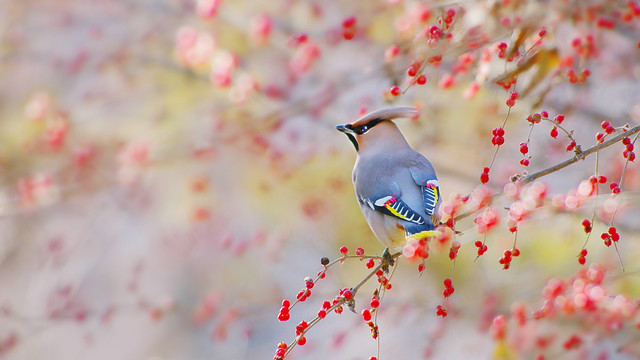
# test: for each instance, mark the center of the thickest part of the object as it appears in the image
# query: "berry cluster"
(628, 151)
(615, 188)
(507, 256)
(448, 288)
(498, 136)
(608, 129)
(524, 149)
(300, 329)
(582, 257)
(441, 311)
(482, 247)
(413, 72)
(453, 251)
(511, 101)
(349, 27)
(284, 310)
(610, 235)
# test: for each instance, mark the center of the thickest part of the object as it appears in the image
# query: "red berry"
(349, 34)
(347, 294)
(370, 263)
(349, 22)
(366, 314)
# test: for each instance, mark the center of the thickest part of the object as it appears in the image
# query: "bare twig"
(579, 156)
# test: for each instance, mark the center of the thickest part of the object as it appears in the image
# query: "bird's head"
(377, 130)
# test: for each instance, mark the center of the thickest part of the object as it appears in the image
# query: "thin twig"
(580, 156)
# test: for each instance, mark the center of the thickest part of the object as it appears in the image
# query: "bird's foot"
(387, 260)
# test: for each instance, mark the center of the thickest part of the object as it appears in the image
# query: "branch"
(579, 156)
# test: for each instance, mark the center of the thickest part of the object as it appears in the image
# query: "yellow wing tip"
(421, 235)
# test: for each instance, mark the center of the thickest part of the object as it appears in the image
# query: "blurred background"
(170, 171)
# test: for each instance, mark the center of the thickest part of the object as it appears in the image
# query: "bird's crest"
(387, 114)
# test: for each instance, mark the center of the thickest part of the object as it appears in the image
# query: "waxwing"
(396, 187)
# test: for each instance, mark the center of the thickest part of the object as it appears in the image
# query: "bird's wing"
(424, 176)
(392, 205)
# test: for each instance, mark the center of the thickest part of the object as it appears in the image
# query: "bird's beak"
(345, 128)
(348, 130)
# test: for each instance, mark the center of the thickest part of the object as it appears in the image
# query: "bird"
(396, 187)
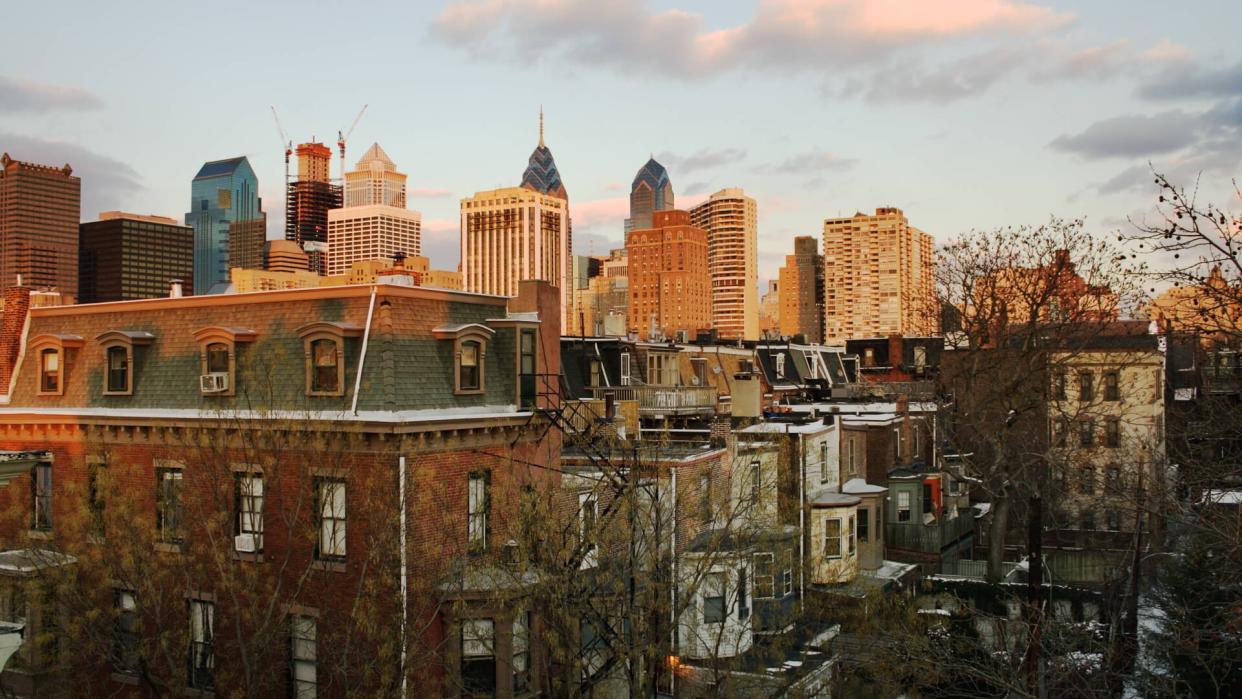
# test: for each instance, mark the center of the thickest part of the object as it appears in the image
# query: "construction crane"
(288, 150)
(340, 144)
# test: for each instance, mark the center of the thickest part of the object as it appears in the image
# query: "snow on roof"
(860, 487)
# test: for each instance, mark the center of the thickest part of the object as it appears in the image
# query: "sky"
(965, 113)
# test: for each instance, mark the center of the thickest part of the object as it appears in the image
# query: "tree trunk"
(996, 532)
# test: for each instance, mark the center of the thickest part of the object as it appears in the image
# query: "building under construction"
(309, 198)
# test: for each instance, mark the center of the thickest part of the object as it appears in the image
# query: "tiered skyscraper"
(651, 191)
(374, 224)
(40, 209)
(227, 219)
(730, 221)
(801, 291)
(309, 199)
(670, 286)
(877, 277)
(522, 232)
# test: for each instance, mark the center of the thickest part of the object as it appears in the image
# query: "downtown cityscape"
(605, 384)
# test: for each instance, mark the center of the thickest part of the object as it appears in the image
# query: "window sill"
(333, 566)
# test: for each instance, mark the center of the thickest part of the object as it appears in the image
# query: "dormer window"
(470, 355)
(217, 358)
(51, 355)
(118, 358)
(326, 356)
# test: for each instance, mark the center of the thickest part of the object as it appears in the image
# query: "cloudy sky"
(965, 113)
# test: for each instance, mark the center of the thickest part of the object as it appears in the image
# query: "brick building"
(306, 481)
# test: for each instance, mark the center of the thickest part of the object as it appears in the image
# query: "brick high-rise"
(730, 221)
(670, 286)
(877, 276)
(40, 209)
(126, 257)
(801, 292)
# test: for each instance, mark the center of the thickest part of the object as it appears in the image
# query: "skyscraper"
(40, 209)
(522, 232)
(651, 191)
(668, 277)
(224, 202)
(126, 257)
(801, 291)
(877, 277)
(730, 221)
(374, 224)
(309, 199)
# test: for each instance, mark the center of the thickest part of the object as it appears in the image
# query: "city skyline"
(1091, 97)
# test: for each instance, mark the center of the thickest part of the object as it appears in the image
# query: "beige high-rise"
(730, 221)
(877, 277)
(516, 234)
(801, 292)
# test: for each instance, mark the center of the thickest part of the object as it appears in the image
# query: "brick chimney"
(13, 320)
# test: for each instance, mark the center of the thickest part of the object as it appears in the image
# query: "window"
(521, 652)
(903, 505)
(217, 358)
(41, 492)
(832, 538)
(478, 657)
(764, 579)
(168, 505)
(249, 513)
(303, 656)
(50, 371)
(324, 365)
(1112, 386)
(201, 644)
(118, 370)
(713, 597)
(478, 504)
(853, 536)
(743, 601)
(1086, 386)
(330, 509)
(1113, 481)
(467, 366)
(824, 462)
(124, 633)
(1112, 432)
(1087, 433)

++++++++++

What you have to do:
Find each line in the listing above that contains the word "high", and copy those lines out.

Final result:
# query: "brick high-rise"
# query: "beige high-rise"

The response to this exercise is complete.